- Consigne écrite 1:
Répondez brièvement aux questions suivantes sur le passage fourni ci-dessous :
(a) Quel livre le passage présente-t-il, et qui en est l'auteur ?
(b) D'après le résumé de l'éditeur, à quelle période l'auteur interroge-t-il la responsabilité de son père ?
(c) Où le père avait-il l'intention d'abandonner le chat ?

J’ai observé qu’un émigré, s’il ne réussit pas, on le méprise, s’il réussit, on le jalouse, quoi qu’il fasse, il dérange. Mais, c’est peut-être le propre de la nature humaine que de regarder si le voisin ne possède pas davantage que nous, même si dans le cas d’un émigré, ce penchant humain est plus fort.

Lu premier quadrimestre 2023

« Abandonner un chat » de Haruki Murakami

Je vous parle aujourd’hui d’un livre témoignage, hommage au père décédé, d’un auteur que j’affectionne particulièrement :

Résumé de l’éditeur :

« Je suis le fils ordinaire d’un homme ordinaire. Ceci est parfaitement évident. Mais au fur et à mesure que j’ai approfondi cette réalité, j’ai été convaincu que nous sommes tous le fruit du hasard, et que ce qui a eu lieu dans ma vie, dans celle de mon père, tout a été accidentel. Et pourtant, nous les humains, ne vivons-nous pas en considérant comme la seule réalité possible ce qui n’est après tout qu’un simple fait dû au hasard ?« 

Dans ce texte inédit en France, superbement illustré, Haruki Murakami se livre comme jamais. Au gré de ses souvenirs teintés d’une poignante nostalgie, il remonte le fil de l’histoire de son père, interroge la responsabilité de ce dernier pendant la guerre et lève le voile sur leur relation complexe…

Ce que j’en pense :

Tout commence par une anecdote, une histoire vraie en fait, un moment passé avec son père : ce dernier avait décidé de se débarrasser du chat en l’emmenant assez loin, pour l’abandonner sur la plage, au grand désarroi de l’enfant. Ô surprise, en arrivant à la maison, le chat les attendait, il avait réussi à revenir avant eux. Abandonner un chat ! choquant, mais on sait la lace qu’occupe les chats dans l’œuvre comme dans la vie de l’auteur !

- Consigne écrite 2: Mettez les entrées ci-dessous sous forme de tableau Markdown à deux colonnes : « N° » pour le numéro de chaque ligne et « Ligne » pour son texte. Les lignes vides ne doivent pas y figurer.

- Entrées fournies:

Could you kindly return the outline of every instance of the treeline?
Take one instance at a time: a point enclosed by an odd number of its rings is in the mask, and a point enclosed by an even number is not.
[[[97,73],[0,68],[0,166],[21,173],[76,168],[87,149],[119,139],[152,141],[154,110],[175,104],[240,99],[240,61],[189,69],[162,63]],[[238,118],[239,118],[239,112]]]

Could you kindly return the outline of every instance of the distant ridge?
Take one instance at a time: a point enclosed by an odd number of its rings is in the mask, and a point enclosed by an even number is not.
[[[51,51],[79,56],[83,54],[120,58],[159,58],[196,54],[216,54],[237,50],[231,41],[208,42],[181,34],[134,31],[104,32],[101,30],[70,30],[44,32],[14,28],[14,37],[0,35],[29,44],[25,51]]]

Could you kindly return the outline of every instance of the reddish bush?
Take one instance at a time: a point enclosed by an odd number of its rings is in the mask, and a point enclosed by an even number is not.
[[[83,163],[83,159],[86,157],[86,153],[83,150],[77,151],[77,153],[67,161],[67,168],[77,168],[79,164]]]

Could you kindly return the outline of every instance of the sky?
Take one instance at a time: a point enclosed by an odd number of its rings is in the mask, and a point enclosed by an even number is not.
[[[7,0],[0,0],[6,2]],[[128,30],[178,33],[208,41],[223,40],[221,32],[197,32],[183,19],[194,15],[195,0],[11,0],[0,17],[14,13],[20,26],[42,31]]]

- Réponse 1:
(a) « Abandonner un chat », de Haruki Murakami.
(b) Pendant la guerre.
(c) Sur la plage.

- Réponse 2:
| N° | Ligne |
|---|---|
| 1 | Could you kindly return the outline of every instance of the treeline? |
| 2 | Take one instance at a time: a point enclosed by an odd number of its rings is in the mask, and a point enclosed by an even number is not. |
| 3 | [[[97,73],[0,68],[0,166],[21,173],[76,168],[87,149],[119,139],[152,141],[154,110],[175,104],[240,99],[240,61],[189,69],[162,63]],[[238,118],[239,118],[239,112]]] |
| 4 | Could you kindly return the outline of every instance of the distant ridge? |
| 5 | Take one instance at a time: a point enclosed by an odd number of its rings is in the mask, and a point enclosed by an even number is not. |
| 6 | [[[51,51],[79,56],[83,54],[120,58],[159,58],[196,54],[216,54],[237,50],[231,41],[208,42],[181,34],[134,31],[104,32],[101,30],[70,30],[44,32],[14,28],[14,37],[0,35],[29,44],[25,51]]] |
| 7 | Could you kindly return the outline of every instance of the reddish bush? |
| 8 | Take one instance at a time: a point enclosed by an odd number of its rings is in the mask, and a point enclosed by an even number is not. |
| 9 | [[[83,163],[83,159],[86,157],[86,153],[83,150],[77,151],[77,153],[67,161],[67,168],[77,168],[79,164]]] |
| 10 | Could you kindly return the outline of every instance of the sky? |
| 11 | Take one instance at a time: a point enclosed by an odd number of its rings is in the mask, and a point enclosed by an even number is not. |
| 12 | [[[7,0],[0,0],[6,2]],[[128,30],[178,33],[208,41],[223,40],[221,32],[197,32],[183,19],[194,15],[195,0],[11,0],[0,17],[14,13],[20,26],[42,31]]] |